鹿、猪、野鳥。冬に向けて栄養を蓄える野生の肉がぐっとおいしさを増す季節に開催された晩餐会。耳目を集めたのは、捕獲数が少なく、おいしく料理できる料理人も限られるという、あなぐま。福井市で獲れたあなぐまの美味を伝えるべく、東京は門前仲町のイタリアンレストラン「パッソ・ア・パッソ」の有馬邦明シェフが福井へ向かった。一乗谷朝倉氏遺跡の地に立つ「一乗谷レストラント」にて、さぁ、一夜限りのジビエ・ディナーの開催だ。
2018年12月4日。冬の雨がしとしとと降る谷あいの一軒家レストランは、静かな熱気に包まれていた。店内は、美しく着飾った人々で満席。中には東京から駆け付けたというご夫婦もいる。
朝倉氏遺跡保存協会の岸田清会長の音頭のもと、振る舞い酒のdancyu webオリジナルd酒で乾杯を終えると、キビキビと歯切れのいい口調の有馬シェフが登場!

[提示データ]
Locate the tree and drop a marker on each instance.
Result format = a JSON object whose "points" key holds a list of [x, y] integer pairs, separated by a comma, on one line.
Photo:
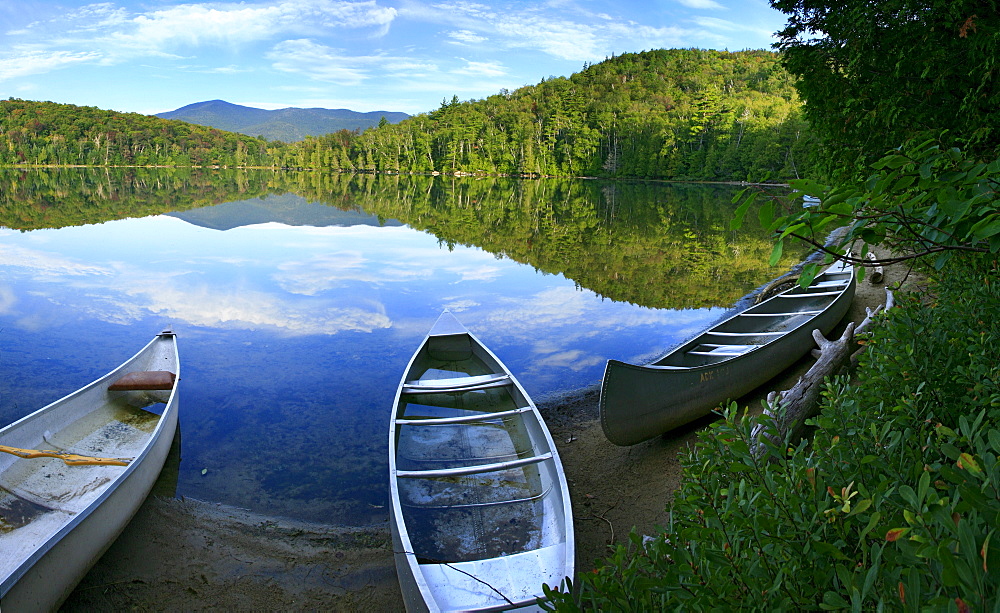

[課題の狙い]
本文抜粋の全文を、一字一句変えずに抜き出してください。 上記の資料は、本文抜粋とは別の出典から取られたものです。

[記述解答]
鹿、猪、野鳥。冬に向けて栄養を蓄える野生の肉がぐっとおいしさを増す季節に開催された晩餐会。耳目を集めたのは、捕獲数が少なく、おいしく料理できる料理人も限られるという、あなぐま。福井市で獲れたあなぐまの美味を伝えるべく、東京は門前仲町のイタリアンレストラン「パッソ・ア・パッソ」の有馬邦明シェフが福井へ向かった。一乗谷朝倉氏遺跡の地に立つ「一乗谷レストラント」にて、さぁ、一夜限りのジビエ・ディナーの開催だ。
2018年12月4日。冬の雨がしとしとと降る谷あいの一軒家レストランは、静かな熱気に包まれていた。店内は、美しく着飾った人々で満席。中には東京から駆け付けたというご夫婦もいる。
朝倉氏遺跡保存協会の岸田清会長の音頭のもと、振る舞い酒のdancyu webオリジナルd酒で乾杯を終えると、キビキビと歯切れのいい口調の有馬シェフが登場!